Edit every one of the items below so that "street lamp" becomes "lamppost" wherever it appears, keeping everything else unchanged. Leave the pictures out of your answer.

EXTRACTED ENTRIES
(begin)
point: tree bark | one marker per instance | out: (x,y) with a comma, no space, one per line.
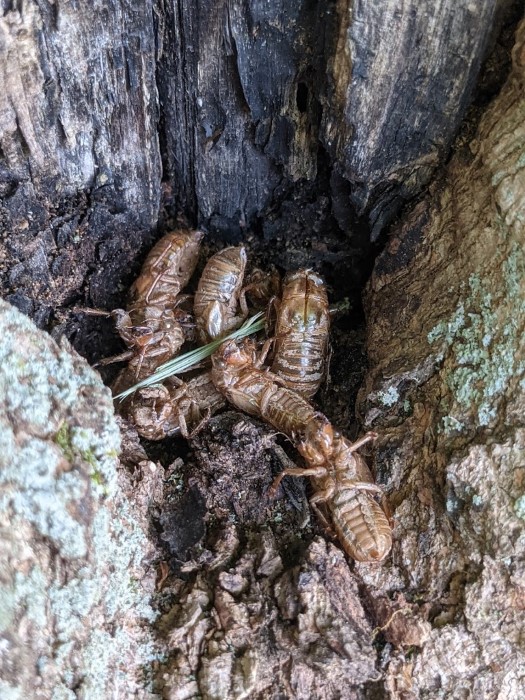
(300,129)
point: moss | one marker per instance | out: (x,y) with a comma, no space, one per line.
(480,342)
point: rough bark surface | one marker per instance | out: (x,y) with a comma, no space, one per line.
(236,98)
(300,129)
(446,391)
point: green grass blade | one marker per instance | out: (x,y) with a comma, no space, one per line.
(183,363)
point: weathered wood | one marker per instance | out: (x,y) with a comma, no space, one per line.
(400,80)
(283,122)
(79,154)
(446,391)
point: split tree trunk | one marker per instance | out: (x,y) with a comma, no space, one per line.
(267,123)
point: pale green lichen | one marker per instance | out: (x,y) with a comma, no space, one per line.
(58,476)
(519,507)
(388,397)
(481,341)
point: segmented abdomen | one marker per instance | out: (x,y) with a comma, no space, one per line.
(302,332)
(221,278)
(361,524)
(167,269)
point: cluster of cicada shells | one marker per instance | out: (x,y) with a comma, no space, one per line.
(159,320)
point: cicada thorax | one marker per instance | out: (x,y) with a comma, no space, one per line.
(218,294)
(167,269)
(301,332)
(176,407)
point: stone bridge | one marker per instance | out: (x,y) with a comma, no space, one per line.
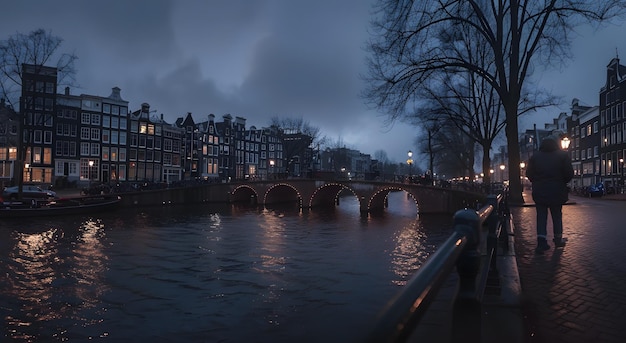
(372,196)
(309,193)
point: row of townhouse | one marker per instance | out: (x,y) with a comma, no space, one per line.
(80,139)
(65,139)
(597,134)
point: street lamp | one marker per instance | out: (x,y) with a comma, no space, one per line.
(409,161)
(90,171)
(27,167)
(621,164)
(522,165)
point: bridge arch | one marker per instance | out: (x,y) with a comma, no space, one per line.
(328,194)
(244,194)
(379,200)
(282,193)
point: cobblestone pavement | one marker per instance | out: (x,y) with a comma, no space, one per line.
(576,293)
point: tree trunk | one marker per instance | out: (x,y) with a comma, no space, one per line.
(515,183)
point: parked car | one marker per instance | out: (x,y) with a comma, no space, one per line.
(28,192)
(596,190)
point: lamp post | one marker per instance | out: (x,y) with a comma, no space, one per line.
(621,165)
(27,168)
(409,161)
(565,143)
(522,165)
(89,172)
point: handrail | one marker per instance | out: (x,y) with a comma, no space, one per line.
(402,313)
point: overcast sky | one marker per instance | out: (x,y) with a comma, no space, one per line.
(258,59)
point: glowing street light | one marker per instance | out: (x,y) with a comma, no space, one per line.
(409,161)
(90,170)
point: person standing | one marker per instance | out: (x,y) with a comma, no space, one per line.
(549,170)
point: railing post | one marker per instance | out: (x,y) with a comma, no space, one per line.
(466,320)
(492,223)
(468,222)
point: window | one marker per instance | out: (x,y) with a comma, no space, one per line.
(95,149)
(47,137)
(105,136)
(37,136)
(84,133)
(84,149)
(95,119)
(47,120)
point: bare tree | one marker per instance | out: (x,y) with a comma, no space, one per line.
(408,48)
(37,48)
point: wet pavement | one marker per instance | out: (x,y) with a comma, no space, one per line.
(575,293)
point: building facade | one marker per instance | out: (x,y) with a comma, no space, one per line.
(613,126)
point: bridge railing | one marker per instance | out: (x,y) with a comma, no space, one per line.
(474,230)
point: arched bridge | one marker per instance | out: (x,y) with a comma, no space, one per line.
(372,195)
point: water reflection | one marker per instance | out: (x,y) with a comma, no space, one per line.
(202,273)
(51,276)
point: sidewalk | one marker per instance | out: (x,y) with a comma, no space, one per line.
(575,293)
(end)
REPLY
point: tree bark | one marker per instance | out: (x,y) with a comma, no space, one per line.
(300,129)
point: moss | one marker per instance | out: (x,y) with a comma, no space, one per line.
(480,342)
point: rough bark surface | one marker per instance | out: (x,y) with a comma, no space, one per line.
(236,98)
(300,129)
(446,391)
point: green grass blade | one marker per instance | out: (x,y) with a comma, no space, one per line.
(183,363)
point: weathered wood | one marker per instance | out: (x,y) with a comma, no space, one per line.
(400,80)
(283,122)
(79,154)
(446,391)
point: split tree trunk | one marker per instance | out: (x,y) with a comma, no space, one per line.
(267,123)
point: pale green lichen | one marker per instance | out: (x,y) with a comma, no space, one per line.
(58,476)
(519,507)
(388,397)
(481,341)
point: segmented abdomen | one marker per instance | out: (x,y) with a comma, no space, one per line.
(302,332)
(221,278)
(361,524)
(167,269)
point: cluster of cicada shells | one marker per instance | out: (x,y) with a comma, no space, one per line.
(159,320)
point: cicada thorax | one marker per instance | out: (x,y) with a comma, no space, one per line.
(218,294)
(167,269)
(301,332)
(176,407)
point: stone bridge | one marker per instance | out: (x,y) with a comma, no space, one per line.
(372,196)
(309,193)
point: row of townhouse | one marker per instance | out: (x,y) with a comma, no space, one per line.
(80,139)
(65,139)
(597,134)
point: lamppost | one marker per instance | out: (x,y) with a comma, no space, one per line.
(409,161)
(90,171)
(27,167)
(621,164)
(522,165)
point: bridge arch | one marker per instance | out: (x,y) with a comma, no space, one per line.
(328,194)
(244,194)
(379,200)
(282,193)
point: cobblestone pavement | one marker per instance | out: (x,y) with a comma, no space, one per line.
(576,293)
point: tree trunk | one marker per instance | out: (x,y) with a comma, no space, one per line.
(515,183)
point: parked car | one marker per instance | out: (x,y) with a comma, no space, one per line.
(28,192)
(596,190)
point: lamp post | one marker per instance | out: (x,y) with a comma, no space, one per line.
(621,165)
(27,168)
(409,161)
(565,143)
(522,165)
(89,172)
point: handrail | one marker per instance | out: (x,y) with a comma, no space, one per line.
(402,313)
point: overcast sky | one marker per instance | out: (x,y) with a comma, no space, one per line.
(258,59)
point: glowing street light | one marker per instance | out: (x,y) with a comma, no space, one per line.
(409,161)
(90,170)
point: person standing | one marker per instance | out: (x,y) with a comma, no space, one per line.
(549,170)
point: railing post | one marker per instance | out: (x,y) with a comma, no space, one per line.
(466,320)
(492,223)
(468,222)
point: window | one marker per instance | out: (x,y) with a comma, no space, one per line.
(95,149)
(47,137)
(105,136)
(37,136)
(84,133)
(84,149)
(95,119)
(47,120)
point: bare tree | one marker per instance | out: (x,y) with a comma, no space, one per line.
(408,48)
(37,48)
point: wet pavement | one marker per instance | out: (x,y) with a comma, no space, one per line.
(575,293)
point: building facade | one marker per instance | out: (x,y) with a comma, no space, one per line.
(613,126)
point: bridge railing | one marker per instance | out: (x,y) with a comma, no space, one per line.
(474,230)
point: arched bridge | one marker per instance | out: (x,y) with a comma, no space, one per line.
(372,195)
point: water reflection | one marker per instance | out: (x,y) with a comma, no space, one per line.
(202,273)
(51,276)
point: sidewalk | one marker per instance | out: (x,y) with a comma, no space, one per line.
(575,293)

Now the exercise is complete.